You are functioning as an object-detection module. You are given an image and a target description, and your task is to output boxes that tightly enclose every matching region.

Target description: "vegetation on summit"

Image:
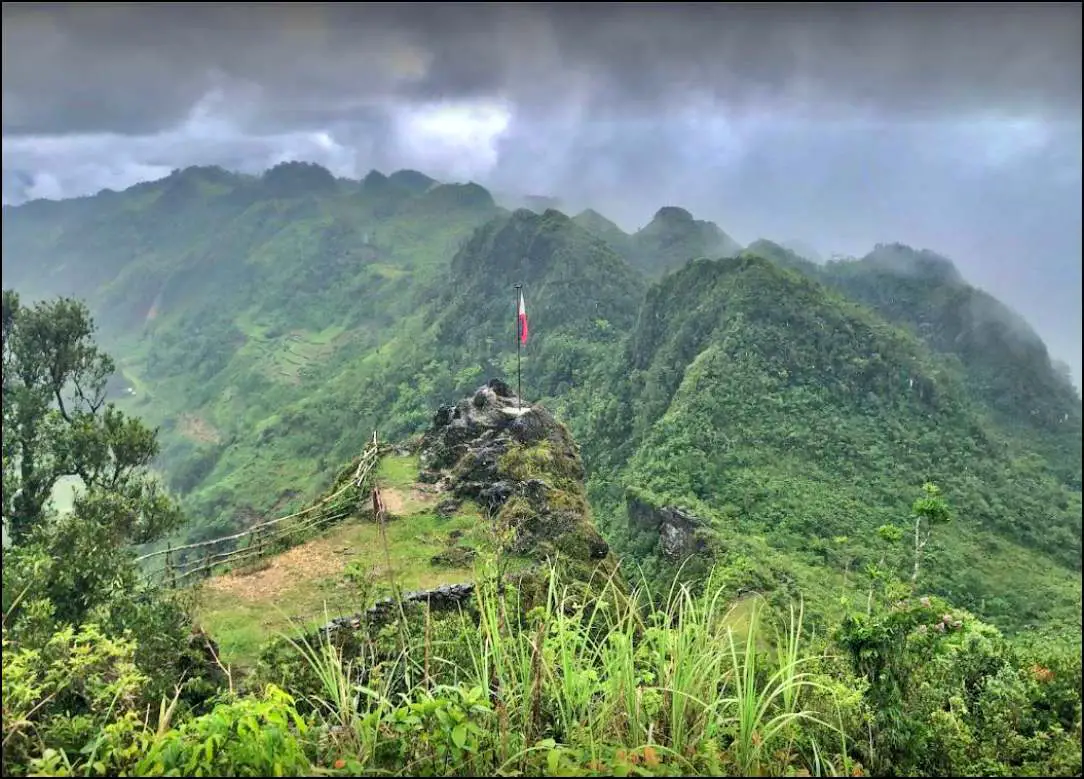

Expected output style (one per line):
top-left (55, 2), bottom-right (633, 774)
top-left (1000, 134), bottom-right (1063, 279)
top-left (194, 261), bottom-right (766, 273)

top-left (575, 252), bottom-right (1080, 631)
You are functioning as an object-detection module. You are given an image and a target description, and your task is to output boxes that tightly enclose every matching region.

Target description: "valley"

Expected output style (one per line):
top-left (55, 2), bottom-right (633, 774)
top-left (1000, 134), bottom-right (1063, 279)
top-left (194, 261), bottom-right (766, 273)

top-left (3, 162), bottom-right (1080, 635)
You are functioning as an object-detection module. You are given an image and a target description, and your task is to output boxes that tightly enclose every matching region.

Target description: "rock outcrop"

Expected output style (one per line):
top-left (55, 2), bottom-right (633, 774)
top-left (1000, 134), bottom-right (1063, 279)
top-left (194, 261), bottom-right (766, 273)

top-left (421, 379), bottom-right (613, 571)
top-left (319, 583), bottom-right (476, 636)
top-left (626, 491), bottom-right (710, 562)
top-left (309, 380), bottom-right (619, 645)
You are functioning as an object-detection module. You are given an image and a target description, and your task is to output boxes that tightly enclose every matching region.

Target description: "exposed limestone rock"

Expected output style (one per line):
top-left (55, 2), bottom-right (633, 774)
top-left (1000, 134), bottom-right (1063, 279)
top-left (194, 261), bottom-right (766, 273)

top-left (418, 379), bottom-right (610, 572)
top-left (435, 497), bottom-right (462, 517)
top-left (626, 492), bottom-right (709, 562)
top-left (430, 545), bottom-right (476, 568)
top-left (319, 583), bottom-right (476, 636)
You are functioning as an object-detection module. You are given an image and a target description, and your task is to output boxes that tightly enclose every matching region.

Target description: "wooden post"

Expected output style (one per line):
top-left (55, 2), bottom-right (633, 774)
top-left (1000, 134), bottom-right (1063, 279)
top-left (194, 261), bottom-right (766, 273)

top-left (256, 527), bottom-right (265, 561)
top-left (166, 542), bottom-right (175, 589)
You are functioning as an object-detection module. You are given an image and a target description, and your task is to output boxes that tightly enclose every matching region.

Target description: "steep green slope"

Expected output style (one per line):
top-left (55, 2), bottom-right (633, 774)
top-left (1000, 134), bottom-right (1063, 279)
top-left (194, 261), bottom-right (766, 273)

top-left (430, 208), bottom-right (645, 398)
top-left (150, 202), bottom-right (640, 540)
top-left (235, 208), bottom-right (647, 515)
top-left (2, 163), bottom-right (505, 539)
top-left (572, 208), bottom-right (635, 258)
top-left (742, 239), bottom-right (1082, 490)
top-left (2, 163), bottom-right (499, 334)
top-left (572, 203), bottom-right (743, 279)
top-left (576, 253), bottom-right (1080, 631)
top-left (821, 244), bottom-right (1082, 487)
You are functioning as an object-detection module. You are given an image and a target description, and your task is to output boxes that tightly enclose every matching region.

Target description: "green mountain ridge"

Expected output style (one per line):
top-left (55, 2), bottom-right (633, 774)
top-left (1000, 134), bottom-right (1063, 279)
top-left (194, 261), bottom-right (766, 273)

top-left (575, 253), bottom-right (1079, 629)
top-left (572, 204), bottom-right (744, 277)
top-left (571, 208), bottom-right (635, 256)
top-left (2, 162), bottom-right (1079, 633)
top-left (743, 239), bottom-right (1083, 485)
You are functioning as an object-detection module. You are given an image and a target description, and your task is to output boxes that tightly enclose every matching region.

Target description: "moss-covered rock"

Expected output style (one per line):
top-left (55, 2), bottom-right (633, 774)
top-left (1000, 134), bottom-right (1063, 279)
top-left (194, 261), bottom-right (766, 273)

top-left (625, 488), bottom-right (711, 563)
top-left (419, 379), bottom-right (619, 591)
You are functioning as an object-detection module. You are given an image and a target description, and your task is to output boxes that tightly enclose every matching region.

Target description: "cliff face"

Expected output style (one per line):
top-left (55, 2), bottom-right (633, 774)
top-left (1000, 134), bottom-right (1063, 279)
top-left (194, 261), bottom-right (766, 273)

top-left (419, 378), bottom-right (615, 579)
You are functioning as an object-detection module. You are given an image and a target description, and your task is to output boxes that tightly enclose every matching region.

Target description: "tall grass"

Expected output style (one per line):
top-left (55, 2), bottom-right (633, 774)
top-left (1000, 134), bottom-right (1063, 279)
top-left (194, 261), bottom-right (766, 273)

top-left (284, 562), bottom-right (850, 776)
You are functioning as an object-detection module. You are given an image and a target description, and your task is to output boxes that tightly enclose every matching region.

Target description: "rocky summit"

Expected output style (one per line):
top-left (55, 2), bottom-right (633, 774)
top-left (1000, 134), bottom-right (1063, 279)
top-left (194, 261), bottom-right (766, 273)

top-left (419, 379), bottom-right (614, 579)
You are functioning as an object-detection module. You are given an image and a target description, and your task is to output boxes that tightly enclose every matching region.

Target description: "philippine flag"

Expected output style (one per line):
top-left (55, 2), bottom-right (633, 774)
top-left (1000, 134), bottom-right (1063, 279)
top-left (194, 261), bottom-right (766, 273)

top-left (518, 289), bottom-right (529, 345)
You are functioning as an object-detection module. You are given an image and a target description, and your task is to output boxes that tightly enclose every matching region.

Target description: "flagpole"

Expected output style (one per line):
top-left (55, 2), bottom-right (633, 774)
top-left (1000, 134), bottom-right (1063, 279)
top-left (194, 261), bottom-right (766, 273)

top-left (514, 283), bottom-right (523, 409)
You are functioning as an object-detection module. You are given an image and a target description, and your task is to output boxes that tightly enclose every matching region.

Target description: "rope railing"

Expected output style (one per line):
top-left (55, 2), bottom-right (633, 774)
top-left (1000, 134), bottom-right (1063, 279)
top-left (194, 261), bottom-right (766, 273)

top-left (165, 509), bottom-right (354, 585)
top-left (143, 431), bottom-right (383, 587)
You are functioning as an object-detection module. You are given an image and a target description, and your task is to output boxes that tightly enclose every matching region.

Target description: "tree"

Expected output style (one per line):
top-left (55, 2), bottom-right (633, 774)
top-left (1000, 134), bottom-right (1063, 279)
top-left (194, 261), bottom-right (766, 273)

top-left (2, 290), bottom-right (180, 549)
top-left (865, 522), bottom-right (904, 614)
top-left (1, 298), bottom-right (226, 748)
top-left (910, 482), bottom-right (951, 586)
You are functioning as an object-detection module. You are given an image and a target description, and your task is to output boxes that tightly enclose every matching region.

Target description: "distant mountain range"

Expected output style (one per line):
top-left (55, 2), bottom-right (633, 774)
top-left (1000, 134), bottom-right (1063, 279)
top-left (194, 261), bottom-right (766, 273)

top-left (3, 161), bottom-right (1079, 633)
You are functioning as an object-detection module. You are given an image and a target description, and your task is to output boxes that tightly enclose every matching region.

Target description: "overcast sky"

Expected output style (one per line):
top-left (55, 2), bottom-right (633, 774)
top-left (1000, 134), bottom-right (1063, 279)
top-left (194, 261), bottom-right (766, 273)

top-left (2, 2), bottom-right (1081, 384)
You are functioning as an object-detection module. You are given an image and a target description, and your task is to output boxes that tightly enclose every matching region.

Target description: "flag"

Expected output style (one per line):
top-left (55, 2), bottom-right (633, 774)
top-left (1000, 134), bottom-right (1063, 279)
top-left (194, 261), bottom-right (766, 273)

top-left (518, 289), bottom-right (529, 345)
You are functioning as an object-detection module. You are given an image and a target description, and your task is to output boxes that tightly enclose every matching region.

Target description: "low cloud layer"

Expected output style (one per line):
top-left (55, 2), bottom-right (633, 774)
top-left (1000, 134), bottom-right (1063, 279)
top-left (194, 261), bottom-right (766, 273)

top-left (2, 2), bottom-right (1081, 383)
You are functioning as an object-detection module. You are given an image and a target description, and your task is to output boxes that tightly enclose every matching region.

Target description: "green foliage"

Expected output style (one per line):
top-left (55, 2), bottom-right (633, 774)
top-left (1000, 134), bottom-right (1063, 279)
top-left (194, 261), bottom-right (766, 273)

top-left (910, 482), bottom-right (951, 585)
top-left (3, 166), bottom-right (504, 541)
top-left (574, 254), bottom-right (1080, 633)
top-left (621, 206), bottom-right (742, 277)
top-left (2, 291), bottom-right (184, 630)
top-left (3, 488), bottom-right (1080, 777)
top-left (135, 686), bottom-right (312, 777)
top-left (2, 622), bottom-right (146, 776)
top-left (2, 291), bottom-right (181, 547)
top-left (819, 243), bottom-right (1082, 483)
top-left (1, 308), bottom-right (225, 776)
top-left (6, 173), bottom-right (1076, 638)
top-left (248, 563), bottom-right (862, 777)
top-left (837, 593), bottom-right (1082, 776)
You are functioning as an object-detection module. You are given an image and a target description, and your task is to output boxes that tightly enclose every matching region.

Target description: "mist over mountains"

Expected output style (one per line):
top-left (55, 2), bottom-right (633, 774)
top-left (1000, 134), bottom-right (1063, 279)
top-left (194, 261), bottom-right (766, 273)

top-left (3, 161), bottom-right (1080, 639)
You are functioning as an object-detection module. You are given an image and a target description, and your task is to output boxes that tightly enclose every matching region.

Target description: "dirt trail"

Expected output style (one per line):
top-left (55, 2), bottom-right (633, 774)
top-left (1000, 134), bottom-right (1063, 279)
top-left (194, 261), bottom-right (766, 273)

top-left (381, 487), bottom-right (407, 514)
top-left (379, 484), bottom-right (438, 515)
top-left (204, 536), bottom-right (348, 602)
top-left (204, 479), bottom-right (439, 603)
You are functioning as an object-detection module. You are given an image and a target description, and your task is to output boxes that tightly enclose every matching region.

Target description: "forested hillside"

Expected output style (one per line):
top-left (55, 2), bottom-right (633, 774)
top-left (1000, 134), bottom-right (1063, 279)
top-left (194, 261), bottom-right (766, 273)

|---|

_What is required_
Copy out each line of the material that holds the word "green".

_Response box_
Target description: "steep green slope"
Target description: "green mountain ridge"
Target description: "green foliage"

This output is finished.